The task: Copy out the entries below from the line with "Expected: one point per instance of the wispy" through the last line, keeping every request line and its sample coordinates unchanged. Scale each answer coordinate by 1.45 and round it to a whole number, with halves rounded up.

Task input:
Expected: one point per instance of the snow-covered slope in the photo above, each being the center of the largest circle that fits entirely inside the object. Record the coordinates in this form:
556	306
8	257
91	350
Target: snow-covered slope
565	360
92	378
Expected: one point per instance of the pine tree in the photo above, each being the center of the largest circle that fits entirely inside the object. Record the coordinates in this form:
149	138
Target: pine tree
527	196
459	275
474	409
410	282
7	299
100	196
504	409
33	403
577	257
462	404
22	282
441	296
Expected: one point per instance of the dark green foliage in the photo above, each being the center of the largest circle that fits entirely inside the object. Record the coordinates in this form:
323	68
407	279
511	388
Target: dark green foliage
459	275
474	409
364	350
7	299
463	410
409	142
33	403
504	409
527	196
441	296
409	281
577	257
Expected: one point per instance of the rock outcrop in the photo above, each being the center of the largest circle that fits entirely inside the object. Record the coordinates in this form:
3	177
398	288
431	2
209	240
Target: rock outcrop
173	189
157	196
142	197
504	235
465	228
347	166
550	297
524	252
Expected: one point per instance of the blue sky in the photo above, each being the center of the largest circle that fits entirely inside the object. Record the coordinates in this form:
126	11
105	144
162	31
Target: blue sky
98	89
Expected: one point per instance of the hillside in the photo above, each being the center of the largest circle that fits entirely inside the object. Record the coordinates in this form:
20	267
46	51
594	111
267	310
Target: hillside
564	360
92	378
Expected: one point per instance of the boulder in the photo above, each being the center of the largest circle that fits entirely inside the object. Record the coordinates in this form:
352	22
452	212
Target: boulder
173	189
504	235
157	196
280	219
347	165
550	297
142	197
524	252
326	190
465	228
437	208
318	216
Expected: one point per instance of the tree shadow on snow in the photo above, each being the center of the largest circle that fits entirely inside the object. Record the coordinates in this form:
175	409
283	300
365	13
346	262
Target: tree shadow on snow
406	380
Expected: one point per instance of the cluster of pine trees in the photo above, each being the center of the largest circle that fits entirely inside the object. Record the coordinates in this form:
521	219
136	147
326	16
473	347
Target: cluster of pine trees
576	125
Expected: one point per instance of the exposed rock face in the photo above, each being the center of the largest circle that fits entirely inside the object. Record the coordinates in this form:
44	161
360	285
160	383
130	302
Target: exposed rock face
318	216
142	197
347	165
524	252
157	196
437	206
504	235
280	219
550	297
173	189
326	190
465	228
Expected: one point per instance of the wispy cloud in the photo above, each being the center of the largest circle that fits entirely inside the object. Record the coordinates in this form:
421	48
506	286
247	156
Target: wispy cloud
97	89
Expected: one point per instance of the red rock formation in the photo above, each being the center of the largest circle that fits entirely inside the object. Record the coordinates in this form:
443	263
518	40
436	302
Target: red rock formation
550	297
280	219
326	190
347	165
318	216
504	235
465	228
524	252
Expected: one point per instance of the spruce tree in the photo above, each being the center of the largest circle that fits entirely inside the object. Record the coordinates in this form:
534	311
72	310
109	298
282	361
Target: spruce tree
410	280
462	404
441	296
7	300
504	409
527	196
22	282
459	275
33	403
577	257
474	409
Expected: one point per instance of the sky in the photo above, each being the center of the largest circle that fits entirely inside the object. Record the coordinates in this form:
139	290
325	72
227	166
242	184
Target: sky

Task output:
Expected: one point per instance of the wispy cloud in the photo above, each being the center of the largest circle that fits entirely inside the object. Record the coordinates in this form:
421	48
506	286
247	156
Target: wispy cloud
141	129
Expected: one point per instance of the red rock formation in the photo above, each being the center of the largest circle that fits entirely inside the object. Record the coordinates in this form:
443	263
518	40
436	302
Target: red rock formation
798	431
406	318
473	276
503	239
461	313
731	341
674	331
760	365
Expected: one point per instance of the spruce tree in the photo above, each being the center of the largest circle that fits entirely inside the object. Record the coordinates in this form:
534	311
72	310
109	298
282	361
Target: spruce tree
595	406
670	586
639	429
10	435
731	593
764	284
32	409
666	399
48	584
837	373
687	593
Expected: one point per instance of the sky in the photo above, each being the center of the largest circle that fits entirely inside the object. Record the coordinates in this form:
139	290
325	72
227	166
242	184
Target: sky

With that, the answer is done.